* Records in a dataset:
↓↓↓

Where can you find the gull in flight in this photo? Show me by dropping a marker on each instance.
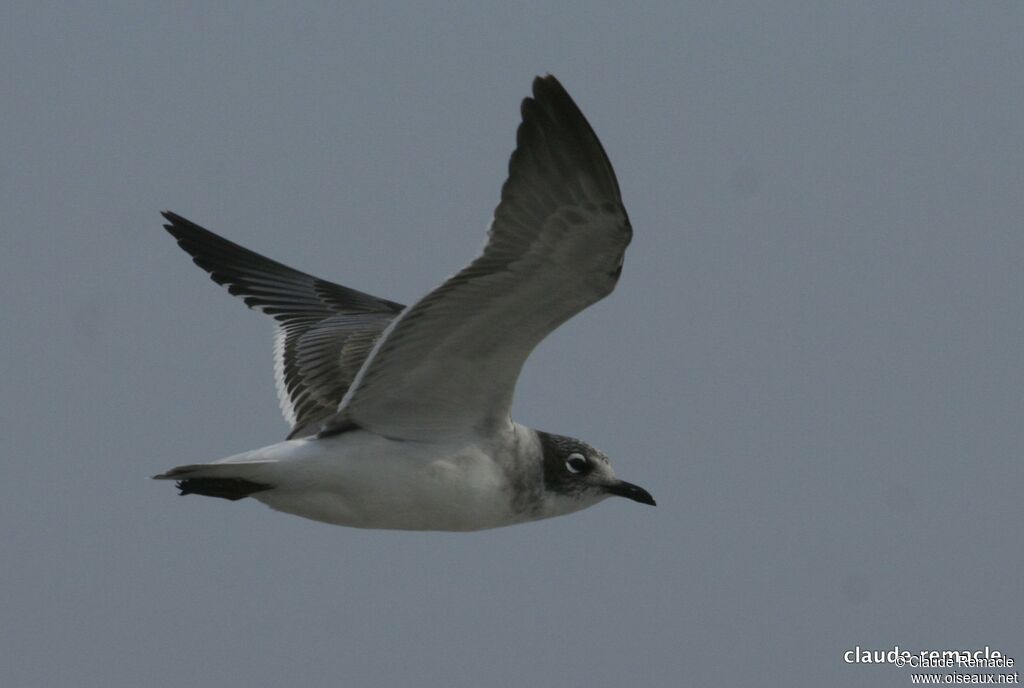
(400, 415)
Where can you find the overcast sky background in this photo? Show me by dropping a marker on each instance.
(813, 358)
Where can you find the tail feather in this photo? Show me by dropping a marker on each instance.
(222, 479)
(225, 488)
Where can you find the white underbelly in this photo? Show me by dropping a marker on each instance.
(363, 480)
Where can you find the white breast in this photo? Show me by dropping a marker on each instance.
(364, 480)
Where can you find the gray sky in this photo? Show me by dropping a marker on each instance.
(813, 358)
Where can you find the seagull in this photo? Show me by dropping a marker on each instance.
(400, 415)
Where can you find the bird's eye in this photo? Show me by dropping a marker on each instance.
(577, 463)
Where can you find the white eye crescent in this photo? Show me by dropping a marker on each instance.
(577, 463)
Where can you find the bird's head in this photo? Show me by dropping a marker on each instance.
(576, 471)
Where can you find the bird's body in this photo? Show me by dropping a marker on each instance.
(400, 416)
(365, 480)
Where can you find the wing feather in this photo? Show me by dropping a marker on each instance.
(448, 366)
(325, 331)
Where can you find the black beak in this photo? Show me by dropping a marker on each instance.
(631, 491)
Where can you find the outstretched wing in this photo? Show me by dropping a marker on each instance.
(449, 364)
(325, 331)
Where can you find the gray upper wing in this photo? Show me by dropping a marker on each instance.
(325, 331)
(449, 364)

↑↑↑

* Task description:
Put every line of the data above into a Markdown table with the columns "No." and "Line", numbering the rows in order and skipping blank lines. Leave the pictures out of the table.

* Solution to this exercise:
| No. | Line |
|---|---|
| 1 | Where can you find the gull in flight in this photo? Show me by dropping a marker on each instance. |
| 2 | (400, 415) |
| 3 | Where can you find the overcast sky background in this photo? Show me by dropping a marker on each instance. |
| 4 | (813, 358) |
| 5 | Where can you find the tail feather in this photo? Show me by dropping a marker on each instance. |
| 6 | (222, 479) |
| 7 | (225, 488) |
| 8 | Where can you find the white underbelly in this photo? Show me by dropping a marker on each instance. |
| 9 | (363, 480) |
| 10 | Where can you find the white breast in this photo? Show me by dropping a marker on each instance. |
| 11 | (364, 480) |
| 12 | Where can you find the gray sky in this photo? Show me by dropping a marker on each instance. |
| 13 | (813, 358) |
| 14 | Where can you find the seagull in this photo? Show me by dropping a marker on each instance. |
| 15 | (400, 415) |
| 16 | Where can you find the bird's eye in this photo? Show me by dropping a marker on each instance. |
| 17 | (577, 463) |
| 18 | Where can you find the white eye crescent in this photo? Show me by dropping a marker on each instance. |
| 19 | (577, 463) |
| 20 | Where can you find the bird's head in this photo? Show me by dropping a marker on each instance. |
| 21 | (576, 471) |
| 22 | Where can you find the bird's body in this photo? Show me by dropping a marker on each instance. |
| 23 | (400, 416) |
| 24 | (365, 480) |
| 25 | Where can you find the wing feather in this photo? Show me by dropping a marker on each instance. |
| 26 | (448, 366) |
| 27 | (325, 331) |
| 28 | Where can you find the black beak in this photo? Show me by dropping a marker on each instance. |
| 29 | (631, 491) |
| 30 | Where can you find the outstretched wing in this photo? Show me by dropping a marker on each instance. |
| 31 | (449, 364) |
| 32 | (325, 331) |
| 33 | Where can you find the gray upper wing in this photo? Show me by dropping a marker on each instance. |
| 34 | (325, 331) |
| 35 | (449, 364) |